(Portion of a data file)

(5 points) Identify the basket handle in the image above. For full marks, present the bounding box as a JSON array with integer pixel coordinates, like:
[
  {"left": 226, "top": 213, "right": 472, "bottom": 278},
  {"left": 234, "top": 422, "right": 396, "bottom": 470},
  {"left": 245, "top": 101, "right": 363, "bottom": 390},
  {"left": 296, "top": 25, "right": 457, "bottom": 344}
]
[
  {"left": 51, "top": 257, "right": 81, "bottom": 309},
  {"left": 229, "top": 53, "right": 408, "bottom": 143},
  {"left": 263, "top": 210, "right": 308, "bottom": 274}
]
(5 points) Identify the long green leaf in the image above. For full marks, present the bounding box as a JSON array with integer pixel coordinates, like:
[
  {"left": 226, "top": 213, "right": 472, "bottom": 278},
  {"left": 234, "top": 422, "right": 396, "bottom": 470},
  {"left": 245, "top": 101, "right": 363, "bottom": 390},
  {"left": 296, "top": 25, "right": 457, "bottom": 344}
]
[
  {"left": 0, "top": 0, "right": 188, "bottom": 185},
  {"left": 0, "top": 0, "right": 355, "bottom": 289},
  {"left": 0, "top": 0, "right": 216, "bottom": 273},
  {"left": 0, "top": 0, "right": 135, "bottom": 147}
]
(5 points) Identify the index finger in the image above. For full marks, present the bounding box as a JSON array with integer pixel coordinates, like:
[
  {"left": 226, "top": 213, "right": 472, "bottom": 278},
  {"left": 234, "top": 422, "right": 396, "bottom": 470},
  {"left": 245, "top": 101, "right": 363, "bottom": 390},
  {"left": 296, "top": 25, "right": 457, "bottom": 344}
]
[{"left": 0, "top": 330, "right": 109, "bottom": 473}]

*Task details*:
Copy the listing above line for line, leaving every character unchanged.

*Task answer*:
(5 points) Identify the basket handle in the image above. For full marks, present the bounding box as a JSON array with integer pixel coordinates, like:
[
  {"left": 226, "top": 213, "right": 472, "bottom": 278},
  {"left": 234, "top": 422, "right": 396, "bottom": 470},
  {"left": 245, "top": 101, "right": 363, "bottom": 390},
  {"left": 296, "top": 25, "right": 457, "bottom": 344}
]
[
  {"left": 51, "top": 257, "right": 81, "bottom": 309},
  {"left": 229, "top": 53, "right": 408, "bottom": 143},
  {"left": 263, "top": 210, "right": 308, "bottom": 274}
]
(5 points) Identify the long green leaf in the image above. For full marks, present the bounding box as a JSON array with integer pixel coordinates, like:
[
  {"left": 226, "top": 213, "right": 472, "bottom": 278},
  {"left": 234, "top": 422, "right": 396, "bottom": 470},
  {"left": 245, "top": 101, "right": 363, "bottom": 390},
  {"left": 296, "top": 25, "right": 457, "bottom": 344}
]
[
  {"left": 0, "top": 0, "right": 188, "bottom": 185},
  {"left": 0, "top": 0, "right": 355, "bottom": 289},
  {"left": 0, "top": 0, "right": 216, "bottom": 273},
  {"left": 0, "top": 0, "right": 135, "bottom": 147}
]
(5 points) Identify the index finger in the image above. For full marks, present the bounding box as a JSON array with integer pixel coordinates, like:
[
  {"left": 226, "top": 213, "right": 472, "bottom": 278},
  {"left": 234, "top": 422, "right": 396, "bottom": 470},
  {"left": 245, "top": 101, "right": 363, "bottom": 390},
  {"left": 296, "top": 25, "right": 457, "bottom": 344}
]
[{"left": 0, "top": 330, "right": 109, "bottom": 473}]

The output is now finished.